_What this task involves_.
Extract word for word the lines of the listing from its start to the line holding "Would you be so kind as to locate the blazer", both ends kept; pictures are not part of the copy.
BEGIN
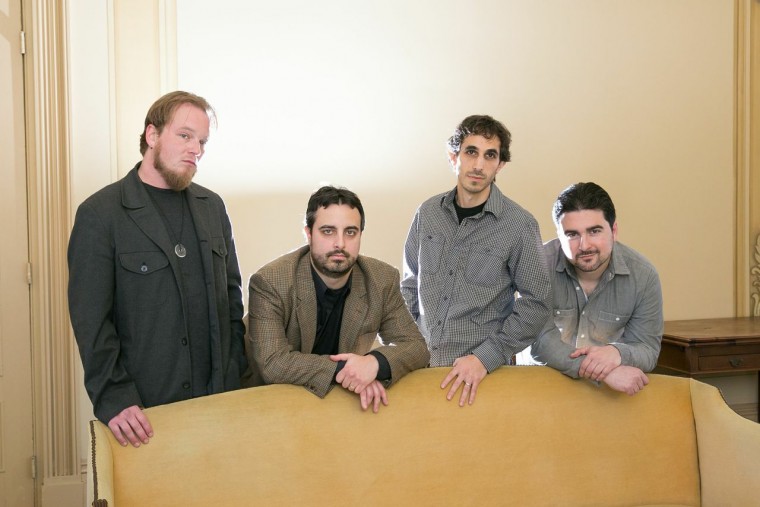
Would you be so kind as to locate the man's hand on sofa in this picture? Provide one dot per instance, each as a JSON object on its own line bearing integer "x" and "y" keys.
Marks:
{"x": 373, "y": 395}
{"x": 599, "y": 361}
{"x": 467, "y": 371}
{"x": 626, "y": 379}
{"x": 358, "y": 372}
{"x": 131, "y": 425}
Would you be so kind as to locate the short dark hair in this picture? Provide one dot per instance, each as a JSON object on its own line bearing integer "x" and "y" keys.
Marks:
{"x": 328, "y": 195}
{"x": 481, "y": 125}
{"x": 582, "y": 196}
{"x": 162, "y": 112}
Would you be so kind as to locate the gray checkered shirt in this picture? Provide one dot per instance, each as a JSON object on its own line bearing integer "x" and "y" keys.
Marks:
{"x": 624, "y": 310}
{"x": 460, "y": 280}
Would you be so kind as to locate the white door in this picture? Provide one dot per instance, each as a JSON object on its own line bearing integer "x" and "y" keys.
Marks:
{"x": 16, "y": 444}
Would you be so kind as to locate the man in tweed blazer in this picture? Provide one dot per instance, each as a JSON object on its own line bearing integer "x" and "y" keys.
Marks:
{"x": 468, "y": 253}
{"x": 324, "y": 315}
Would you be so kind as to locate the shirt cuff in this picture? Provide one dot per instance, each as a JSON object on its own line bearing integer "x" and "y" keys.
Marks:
{"x": 384, "y": 372}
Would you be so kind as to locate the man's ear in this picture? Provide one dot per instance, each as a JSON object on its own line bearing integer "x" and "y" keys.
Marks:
{"x": 453, "y": 158}
{"x": 151, "y": 135}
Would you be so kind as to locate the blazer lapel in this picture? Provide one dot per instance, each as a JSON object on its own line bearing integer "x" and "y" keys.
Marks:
{"x": 354, "y": 311}
{"x": 306, "y": 303}
{"x": 145, "y": 215}
{"x": 197, "y": 201}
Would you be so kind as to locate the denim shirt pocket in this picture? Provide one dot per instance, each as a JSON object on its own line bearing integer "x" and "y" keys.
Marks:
{"x": 485, "y": 268}
{"x": 565, "y": 322}
{"x": 431, "y": 250}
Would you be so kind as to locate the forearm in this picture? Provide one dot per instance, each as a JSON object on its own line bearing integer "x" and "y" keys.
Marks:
{"x": 91, "y": 308}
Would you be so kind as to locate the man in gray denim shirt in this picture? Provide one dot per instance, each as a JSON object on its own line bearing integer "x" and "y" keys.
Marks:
{"x": 607, "y": 311}
{"x": 468, "y": 252}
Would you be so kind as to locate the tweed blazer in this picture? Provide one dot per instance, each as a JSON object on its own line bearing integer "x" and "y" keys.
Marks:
{"x": 126, "y": 303}
{"x": 282, "y": 323}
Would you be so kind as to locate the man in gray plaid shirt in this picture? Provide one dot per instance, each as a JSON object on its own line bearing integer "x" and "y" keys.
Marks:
{"x": 475, "y": 277}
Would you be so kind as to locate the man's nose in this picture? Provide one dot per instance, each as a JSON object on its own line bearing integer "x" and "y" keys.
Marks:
{"x": 196, "y": 148}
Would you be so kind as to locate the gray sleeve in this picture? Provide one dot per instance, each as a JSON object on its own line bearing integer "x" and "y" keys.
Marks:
{"x": 409, "y": 283}
{"x": 532, "y": 309}
{"x": 549, "y": 349}
{"x": 640, "y": 344}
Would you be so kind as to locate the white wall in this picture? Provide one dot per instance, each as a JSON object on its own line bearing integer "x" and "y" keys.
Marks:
{"x": 637, "y": 96}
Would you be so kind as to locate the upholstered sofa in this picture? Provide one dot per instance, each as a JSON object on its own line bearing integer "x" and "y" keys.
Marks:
{"x": 533, "y": 437}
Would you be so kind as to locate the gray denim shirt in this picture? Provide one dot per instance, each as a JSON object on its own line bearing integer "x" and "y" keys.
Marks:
{"x": 460, "y": 280}
{"x": 624, "y": 310}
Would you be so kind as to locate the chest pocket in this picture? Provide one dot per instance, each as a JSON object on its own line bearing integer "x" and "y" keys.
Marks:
{"x": 146, "y": 278}
{"x": 609, "y": 327}
{"x": 431, "y": 249}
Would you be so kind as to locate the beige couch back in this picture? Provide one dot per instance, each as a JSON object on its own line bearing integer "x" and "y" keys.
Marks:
{"x": 533, "y": 437}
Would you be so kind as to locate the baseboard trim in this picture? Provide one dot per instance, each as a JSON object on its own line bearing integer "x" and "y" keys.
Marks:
{"x": 748, "y": 410}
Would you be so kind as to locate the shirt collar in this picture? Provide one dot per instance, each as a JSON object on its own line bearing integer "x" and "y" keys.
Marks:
{"x": 494, "y": 203}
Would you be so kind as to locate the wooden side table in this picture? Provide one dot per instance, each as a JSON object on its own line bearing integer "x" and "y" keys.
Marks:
{"x": 707, "y": 347}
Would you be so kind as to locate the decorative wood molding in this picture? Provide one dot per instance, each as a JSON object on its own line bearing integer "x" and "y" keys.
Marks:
{"x": 747, "y": 154}
{"x": 53, "y": 348}
{"x": 755, "y": 273}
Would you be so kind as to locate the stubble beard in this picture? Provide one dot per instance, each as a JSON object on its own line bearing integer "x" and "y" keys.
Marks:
{"x": 176, "y": 180}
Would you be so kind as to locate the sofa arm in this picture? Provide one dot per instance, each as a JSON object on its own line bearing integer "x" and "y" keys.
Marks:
{"x": 728, "y": 446}
{"x": 100, "y": 491}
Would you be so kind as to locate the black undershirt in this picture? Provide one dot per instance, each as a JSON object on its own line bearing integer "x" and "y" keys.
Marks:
{"x": 330, "y": 303}
{"x": 463, "y": 213}
{"x": 175, "y": 213}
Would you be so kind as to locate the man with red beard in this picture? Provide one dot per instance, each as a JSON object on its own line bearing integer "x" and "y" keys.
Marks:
{"x": 607, "y": 313}
{"x": 323, "y": 315}
{"x": 155, "y": 294}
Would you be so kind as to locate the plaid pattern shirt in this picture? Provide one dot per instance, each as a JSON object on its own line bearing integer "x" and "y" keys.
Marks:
{"x": 461, "y": 280}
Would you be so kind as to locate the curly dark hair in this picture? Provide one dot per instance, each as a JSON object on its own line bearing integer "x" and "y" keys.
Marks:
{"x": 162, "y": 111}
{"x": 580, "y": 196}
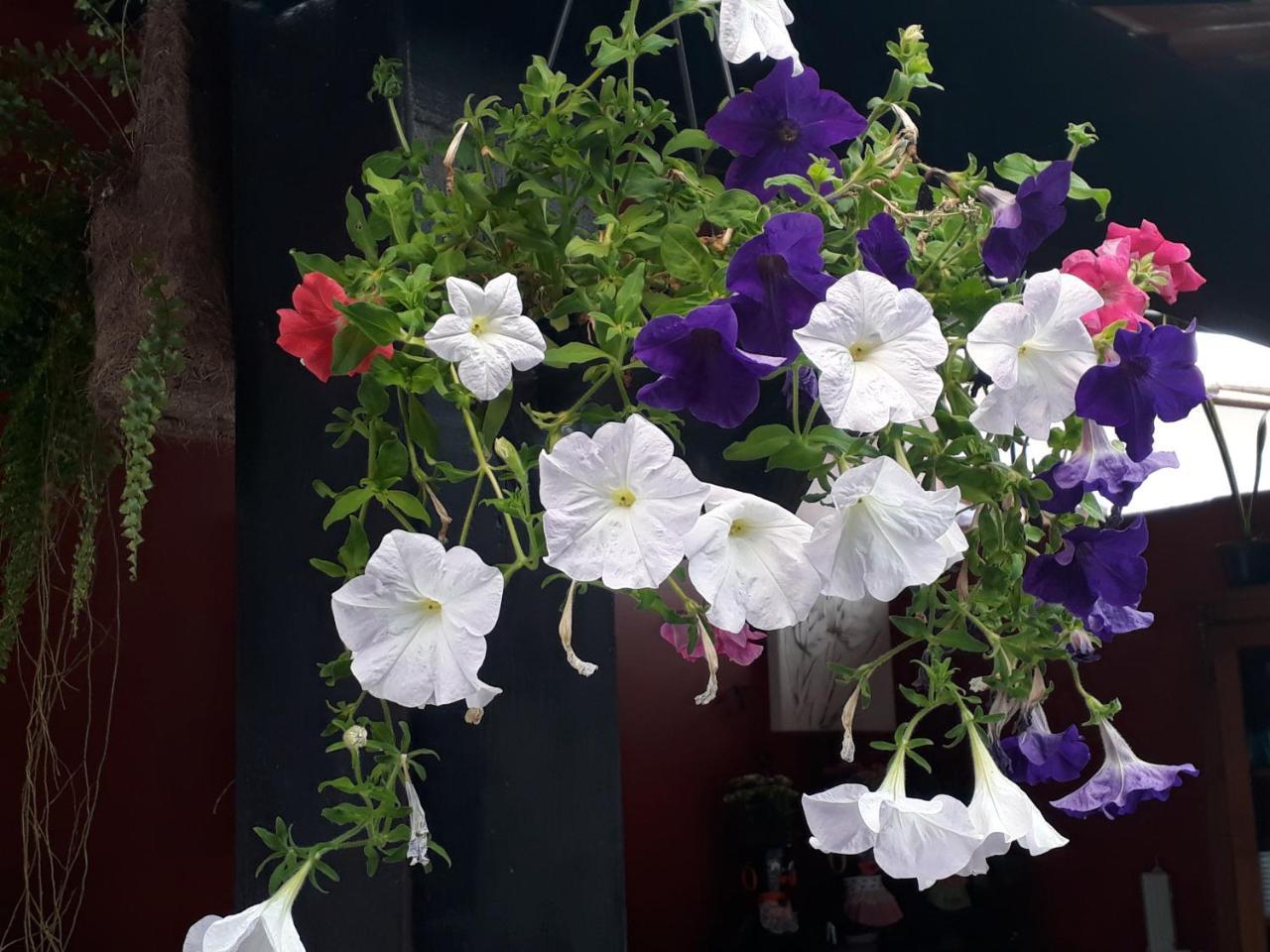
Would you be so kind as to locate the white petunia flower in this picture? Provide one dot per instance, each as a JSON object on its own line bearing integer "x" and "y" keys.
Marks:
{"x": 885, "y": 534}
{"x": 749, "y": 27}
{"x": 417, "y": 621}
{"x": 1003, "y": 814}
{"x": 617, "y": 504}
{"x": 266, "y": 927}
{"x": 746, "y": 558}
{"x": 911, "y": 838}
{"x": 876, "y": 348}
{"x": 486, "y": 335}
{"x": 1035, "y": 353}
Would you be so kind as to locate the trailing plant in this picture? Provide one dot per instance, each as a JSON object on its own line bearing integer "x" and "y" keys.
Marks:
{"x": 862, "y": 321}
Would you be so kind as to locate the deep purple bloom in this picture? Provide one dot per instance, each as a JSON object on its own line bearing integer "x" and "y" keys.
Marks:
{"x": 1097, "y": 575}
{"x": 1155, "y": 376}
{"x": 1123, "y": 782}
{"x": 776, "y": 128}
{"x": 779, "y": 277}
{"x": 1021, "y": 222}
{"x": 1098, "y": 466}
{"x": 701, "y": 368}
{"x": 1039, "y": 756}
{"x": 885, "y": 252}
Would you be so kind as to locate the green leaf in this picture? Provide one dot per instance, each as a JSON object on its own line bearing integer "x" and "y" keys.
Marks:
{"x": 381, "y": 325}
{"x": 685, "y": 257}
{"x": 572, "y": 353}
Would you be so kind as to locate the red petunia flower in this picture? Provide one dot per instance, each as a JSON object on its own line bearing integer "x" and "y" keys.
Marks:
{"x": 308, "y": 329}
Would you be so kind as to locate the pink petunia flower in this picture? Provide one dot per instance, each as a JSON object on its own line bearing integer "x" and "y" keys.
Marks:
{"x": 308, "y": 329}
{"x": 1171, "y": 258}
{"x": 1107, "y": 272}
{"x": 740, "y": 648}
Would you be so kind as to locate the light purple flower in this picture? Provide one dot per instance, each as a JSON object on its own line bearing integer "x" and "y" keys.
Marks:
{"x": 1097, "y": 575}
{"x": 1021, "y": 222}
{"x": 1039, "y": 756}
{"x": 1153, "y": 376}
{"x": 1098, "y": 466}
{"x": 778, "y": 277}
{"x": 702, "y": 371}
{"x": 780, "y": 126}
{"x": 885, "y": 252}
{"x": 1123, "y": 782}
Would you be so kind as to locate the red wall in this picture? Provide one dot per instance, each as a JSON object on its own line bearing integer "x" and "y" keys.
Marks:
{"x": 676, "y": 760}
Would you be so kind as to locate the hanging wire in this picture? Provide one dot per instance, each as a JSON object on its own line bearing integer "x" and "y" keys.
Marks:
{"x": 559, "y": 35}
END
_Output below_.
Would you be so kind as to locate the man's hand on sofa in this picture? Provide one dot per instance, each as a JSON object on its own line bearing integer "x" and "y" keys.
Marks:
{"x": 373, "y": 395}
{"x": 599, "y": 361}
{"x": 467, "y": 371}
{"x": 626, "y": 379}
{"x": 358, "y": 372}
{"x": 131, "y": 425}
Would you be so kind as to locate the short dark hair in this picture? Provide one dot per instance, each as a JSON object on its own line bearing integer "x" and "y" keys.
Marks:
{"x": 328, "y": 195}
{"x": 481, "y": 125}
{"x": 582, "y": 196}
{"x": 162, "y": 112}
Would you be so kind as to locate the gray checkered shirt in this picture? Provide one dot per instance, each as a JSON object on its own line bearing integer "x" and "y" keys.
Marks:
{"x": 624, "y": 310}
{"x": 460, "y": 280}
Would you be so kind as to locate the white door in this picture? Provide one dot per instance, each as a JSON object on its own line bearing integer "x" and "y" keys.
Marks:
{"x": 16, "y": 444}
Would you be so kind as to locate the man in tweed blazer in this picture? Provide one dot per instance, each as a JSON object on its own line bearing integer "x" and "y" keys.
Marks:
{"x": 468, "y": 253}
{"x": 324, "y": 315}
Would you be so kind as to locate the shirt cuff in this picture? Provide one dot per instance, each as a JSON object on its own line bearing integer "x" and "y" keys.
Marks:
{"x": 384, "y": 372}
Would you be so kind as to locate the man's ear in this picture? Provide one dot per instance, each as a JSON object on its own line bearing integer "x" and "y" keys.
Marks:
{"x": 453, "y": 158}
{"x": 151, "y": 135}
Would you be so kind as to locate the blazer lapel in this picture? Provide one dot per instance, each as a JSON object on its own line bearing integer "x" and "y" keys.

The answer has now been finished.